**Aufgaben**
a: Geben Sie den Abschnitt des Auszugs von „Zu beobachten war“ bis einschließlich „ihnen an Struktur.“ buchstabengetreu aus.
b: Mit welcher Begründung bezeichnet Trainer Luis de la Fuente im Auszug Rodri als mehr als einen gewöhnlichen Fußballer? Antworten Sie in ein bis drei Sätzen.
c: Übersetzen Sie folgenden Satz aus dem Auszug ins Englische: „Nach einer halben Stunde hatten die Spanier über 80 Prozent Ballbesitz, sie hatten sieben Torschüsse abgegeben, aber lagen zurück.“

**Auszug**

Einzug ins Viertelfinale Spanien bei der EM - Tiki-Taka mit Wumms
Sie spielen lange Pässe und treffen nach Kontern: Spaniens Nationalmannschaft hat eine Evolution durchgemacht. Zu sehen war das auch im EM-Achtelfinale gegen Georgien am Sonntag (30.06.2024).
Ganz am Ende eines langen Fußballabends, der für Spanien mit einem Ärgernis begonnen hatte, aber mit dem Einzug ins EM-Viertelfinale endete, ist der Trainer Luis de la Fuente nach seinem wichtigsten Spieler gefragt worden. Rodri, sagte de la Fuente, sei natürlich nicht einfach irgendein Fußballer. "Er ist die Achse von allem, was wir tun."
Zu beobachten war das auch im Achtelfinale gegen Georgien. Nach einer halben Stunde hatten die Spanier über 80 Prozent Ballbesitz, sie hatten sieben Torschüsse abgegeben, aber lagen zurück. Nun spielten sie Pässe manchmal überhastet, es fehlte ihnen an Struktur.

**Bereitgestellte Daten**
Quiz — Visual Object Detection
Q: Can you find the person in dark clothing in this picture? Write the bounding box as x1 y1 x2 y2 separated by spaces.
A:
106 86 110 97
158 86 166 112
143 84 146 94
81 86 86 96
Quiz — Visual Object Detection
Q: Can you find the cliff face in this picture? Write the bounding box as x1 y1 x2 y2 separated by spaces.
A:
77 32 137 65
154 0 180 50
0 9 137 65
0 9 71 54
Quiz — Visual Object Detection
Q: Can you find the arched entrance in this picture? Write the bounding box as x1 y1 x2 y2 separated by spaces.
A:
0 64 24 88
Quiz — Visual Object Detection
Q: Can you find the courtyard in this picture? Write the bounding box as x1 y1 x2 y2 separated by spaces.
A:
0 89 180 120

--

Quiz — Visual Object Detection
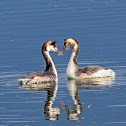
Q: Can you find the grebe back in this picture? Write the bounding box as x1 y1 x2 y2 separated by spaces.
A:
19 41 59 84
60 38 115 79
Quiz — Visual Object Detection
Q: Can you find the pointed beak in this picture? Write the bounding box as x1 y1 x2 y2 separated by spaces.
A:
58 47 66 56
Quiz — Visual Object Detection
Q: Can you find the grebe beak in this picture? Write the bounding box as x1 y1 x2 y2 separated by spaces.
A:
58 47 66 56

**Lösungen**
a:
Zu beobachten war das auch im Achtelfinale gegen Georgien. Nach einer halben Stunde hatten die Spanier über 80 Prozent Ballbesitz, sie hatten sieben Torschüsse abgegeben, aber lagen zurück. Nun spielten sie Pässe manchmal überhastet, es fehlte ihnen an Struktur.

b: De la Fuente begründet dies damit, dass Rodri „die Achse von allem“ sei, was die Mannschaft tut.

c: After half an hour, the Spaniards had more than 80 percent possession and had taken seven shots on goal, but they were trailing.